__Your assignment__
An exact, complete copy of the data is all that is needed.

Dataset excerpts:
════════════════════

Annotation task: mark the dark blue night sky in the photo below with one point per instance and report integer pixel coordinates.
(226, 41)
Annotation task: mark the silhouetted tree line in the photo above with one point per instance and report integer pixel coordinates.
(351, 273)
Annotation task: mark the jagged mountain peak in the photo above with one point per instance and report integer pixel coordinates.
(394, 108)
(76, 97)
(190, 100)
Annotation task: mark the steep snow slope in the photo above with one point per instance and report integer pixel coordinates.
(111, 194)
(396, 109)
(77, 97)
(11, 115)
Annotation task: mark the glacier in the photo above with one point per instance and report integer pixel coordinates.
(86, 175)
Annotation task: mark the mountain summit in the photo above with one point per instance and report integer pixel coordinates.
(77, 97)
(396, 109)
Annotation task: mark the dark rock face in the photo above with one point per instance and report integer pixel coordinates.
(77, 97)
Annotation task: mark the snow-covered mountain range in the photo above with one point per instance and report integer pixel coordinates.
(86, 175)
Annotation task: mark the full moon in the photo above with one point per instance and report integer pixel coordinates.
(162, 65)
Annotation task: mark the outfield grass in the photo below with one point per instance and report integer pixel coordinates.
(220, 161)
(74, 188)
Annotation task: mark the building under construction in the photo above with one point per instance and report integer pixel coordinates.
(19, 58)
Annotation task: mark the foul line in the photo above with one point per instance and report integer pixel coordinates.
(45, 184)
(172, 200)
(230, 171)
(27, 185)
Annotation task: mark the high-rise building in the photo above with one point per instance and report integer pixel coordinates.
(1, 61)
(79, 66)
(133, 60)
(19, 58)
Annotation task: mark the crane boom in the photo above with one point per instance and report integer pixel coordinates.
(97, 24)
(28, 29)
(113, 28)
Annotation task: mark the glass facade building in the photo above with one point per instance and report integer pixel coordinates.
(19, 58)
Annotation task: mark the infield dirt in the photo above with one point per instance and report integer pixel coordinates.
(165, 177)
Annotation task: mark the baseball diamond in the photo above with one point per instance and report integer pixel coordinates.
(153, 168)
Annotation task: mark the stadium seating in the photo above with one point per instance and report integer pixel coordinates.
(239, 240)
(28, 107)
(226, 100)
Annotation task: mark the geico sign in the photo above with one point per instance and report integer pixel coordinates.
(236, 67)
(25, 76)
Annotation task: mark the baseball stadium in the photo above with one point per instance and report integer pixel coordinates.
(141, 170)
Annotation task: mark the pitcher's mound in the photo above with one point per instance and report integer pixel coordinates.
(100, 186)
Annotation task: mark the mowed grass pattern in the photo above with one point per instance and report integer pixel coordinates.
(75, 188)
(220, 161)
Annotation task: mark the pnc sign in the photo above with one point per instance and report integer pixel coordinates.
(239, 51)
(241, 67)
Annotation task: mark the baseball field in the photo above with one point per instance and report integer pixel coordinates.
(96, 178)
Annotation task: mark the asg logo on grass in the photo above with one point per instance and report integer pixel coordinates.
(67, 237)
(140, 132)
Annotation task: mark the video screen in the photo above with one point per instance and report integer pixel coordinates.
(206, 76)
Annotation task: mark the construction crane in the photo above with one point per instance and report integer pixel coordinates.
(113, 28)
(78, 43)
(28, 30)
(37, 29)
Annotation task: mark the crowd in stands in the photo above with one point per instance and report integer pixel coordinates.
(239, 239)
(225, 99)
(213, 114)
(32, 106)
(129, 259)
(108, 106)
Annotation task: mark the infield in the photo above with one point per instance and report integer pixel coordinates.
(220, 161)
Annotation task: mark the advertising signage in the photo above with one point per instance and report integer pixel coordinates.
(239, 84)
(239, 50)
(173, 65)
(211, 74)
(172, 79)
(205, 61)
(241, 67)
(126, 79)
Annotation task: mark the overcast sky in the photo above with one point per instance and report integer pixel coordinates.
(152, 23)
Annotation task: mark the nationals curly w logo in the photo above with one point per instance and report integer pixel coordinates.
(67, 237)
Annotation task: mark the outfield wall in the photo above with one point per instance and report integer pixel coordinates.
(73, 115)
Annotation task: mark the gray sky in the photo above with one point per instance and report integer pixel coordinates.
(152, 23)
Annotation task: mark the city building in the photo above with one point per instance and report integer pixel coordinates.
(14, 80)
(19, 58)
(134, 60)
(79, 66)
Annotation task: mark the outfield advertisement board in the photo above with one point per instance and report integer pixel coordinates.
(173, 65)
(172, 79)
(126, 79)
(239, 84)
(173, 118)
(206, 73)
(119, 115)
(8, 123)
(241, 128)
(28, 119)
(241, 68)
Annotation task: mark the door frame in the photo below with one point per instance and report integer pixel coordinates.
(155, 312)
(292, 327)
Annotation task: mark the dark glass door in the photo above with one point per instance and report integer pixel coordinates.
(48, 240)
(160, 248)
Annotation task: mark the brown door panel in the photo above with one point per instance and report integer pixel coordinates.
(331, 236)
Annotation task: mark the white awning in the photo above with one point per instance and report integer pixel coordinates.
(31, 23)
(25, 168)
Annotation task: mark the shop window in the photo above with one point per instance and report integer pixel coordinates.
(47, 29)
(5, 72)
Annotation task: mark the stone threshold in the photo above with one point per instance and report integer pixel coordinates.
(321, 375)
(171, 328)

════════════════════

__Answer section__
Annotation task: mark the dark blue night sky in the photo below with one point per instance and report integer pixel coordinates.
(226, 41)
Annotation task: mark the silhouetted tree line in the photo above with one point per instance and report integer pixel coordinates.
(351, 273)
Annotation task: mark the jagged mountain peak in the photo above with one point per instance and report integer pixel coordinates.
(394, 108)
(76, 97)
(190, 100)
Annotation task: mark the steep snow slope in the photo above with one point per instance and report integer pixel coordinates.
(111, 194)
(396, 109)
(77, 97)
(11, 115)
Annotation task: mark the glacier in the photo above with one point per instance and report integer pixel coordinates.
(86, 175)
Annotation task: mark the mountain summit in the photo above with one point per instance and report integer pixel coordinates.
(77, 97)
(396, 109)
Annotation task: mark the dark rock face in the photo above with one point per instance and report integer pixel coordinates.
(77, 97)
Annotation task: mark the snow-covered mountain range in the photo above with one point per instance and report integer pixel coordinates.
(86, 175)
Annotation task: mark the full moon in the photo above with one point per instance and report integer pixel coordinates.
(162, 65)
Annotation task: mark the outfield grass in the photo below with one point per instance and report integer pixel coordinates.
(220, 161)
(74, 188)
Annotation task: mark the building under construction in the photo above with one point per instance and report integer pixel coordinates.
(19, 58)
Annotation task: mark the foul line in the photo above with one point per instance and report integer pixel coordinates.
(45, 184)
(172, 200)
(230, 171)
(27, 185)
Annotation task: mark the high-rise building in the photo above with one point per instance and report integer pixel coordinates.
(1, 61)
(79, 66)
(133, 60)
(19, 58)
Annotation task: mark the crane boom in the photo above with one point per instance and report integer pixel coordinates.
(97, 24)
(28, 29)
(113, 28)
Annotation task: mark the glass facade building in the photo above with one point per instance and report integer pixel coordinates.
(19, 58)
Annotation task: mark the infield dirt in the photo above with one point per instance and report integer pixel coordinates.
(165, 177)
Annotation task: mark the baseball diamond in the photo above with one point per instance and report integer pixel coordinates.
(153, 168)
Annotation task: mark the stadium seating in the photo above with one point per instance and report integer pixel coordinates.
(239, 240)
(28, 107)
(226, 100)
Annotation task: mark the geico sign in the photo above with one point per instance and report integer pixel coordinates.
(236, 67)
(25, 76)
Annotation task: mark the baseball stadium in the photo above with one point per instance and report integer pixel coordinates.
(141, 170)
Annotation task: mark the pitcher's mound in the photo above with one point per instance and report integer pixel coordinates.
(100, 186)
Annotation task: mark the mowed grass pattern in the photo above with one point per instance and report integer pixel coordinates.
(75, 188)
(220, 161)
Annotation task: mark the pnc sign in the photo above with one point per instance and report integer pixel coordinates.
(239, 51)
(241, 67)
Annotation task: mark the baseball field in the photo above with one point per instance and report integer pixel coordinates.
(96, 178)
Annotation task: mark the asg logo on grass in the photo above with one point per instance and report integer pixel coordinates.
(67, 237)
(140, 132)
Annotation task: mark the video screen in the photo above with one point per instance and report integer pixel coordinates.
(206, 76)
Annotation task: mark the construction crane in the photo above with one point per instance and report integer pixel coordinates.
(113, 28)
(78, 43)
(28, 30)
(37, 29)
Annotation task: mark the crowd in stands in the photo above with one point per instance and report integer pixel coordinates.
(239, 239)
(225, 99)
(213, 114)
(32, 106)
(129, 259)
(108, 106)
Annotation task: mark the infield in the photo above with one point per instance and report integer pixel coordinates.
(220, 161)
Annotation task: mark the advertising signage in the photo above with one point per instance and report integer pixel coordinates.
(239, 84)
(239, 50)
(173, 65)
(211, 74)
(172, 79)
(205, 61)
(241, 67)
(126, 79)
Annotation task: mark the overcast sky in the photo above with one point per instance and report integer pixel coordinates.
(152, 23)
Annotation task: mark the nationals curly w logo in the photo above with one point per instance and report integer pixel coordinates.
(67, 237)
Annotation task: mark the outfield wall in the photo above with one point per instance and report integer pixel coordinates.
(73, 115)
Annotation task: mark the gray sky in the photo above with one point per instance and report integer pixel coordinates.
(152, 23)
Annotation task: mark the city building in the photo above with one point per instance and report integer pixel coordinates.
(14, 80)
(19, 58)
(134, 60)
(79, 66)
Annotation task: mark the outfield advertisement board in the photo above with one point per instance and report integer pixel coordinates.
(173, 65)
(172, 79)
(126, 79)
(239, 84)
(173, 118)
(206, 73)
(119, 115)
(8, 123)
(241, 128)
(28, 119)
(241, 68)
Annotation task: mark the door frame in the photo below with one point per instance and report integer pixel coordinates.
(155, 312)
(292, 327)
Annotation task: mark the dark glass door in the photo above with one point per instance and report integer pixel coordinates.
(48, 240)
(160, 248)
Annotation task: mark the brown door panel in the photo above with one point per instance and report integer pixel coordinates.
(331, 236)
Annotation task: mark the white awning in the photo above with one point per instance and report integer pixel coordinates.
(31, 23)
(25, 168)
Annotation task: mark the shop window in the photo above with one point per instance and report integer pixel coordinates.
(47, 29)
(5, 72)
Annotation task: mark the stone threshold in the photo above with one point per instance and report integer pixel coordinates.
(321, 375)
(171, 328)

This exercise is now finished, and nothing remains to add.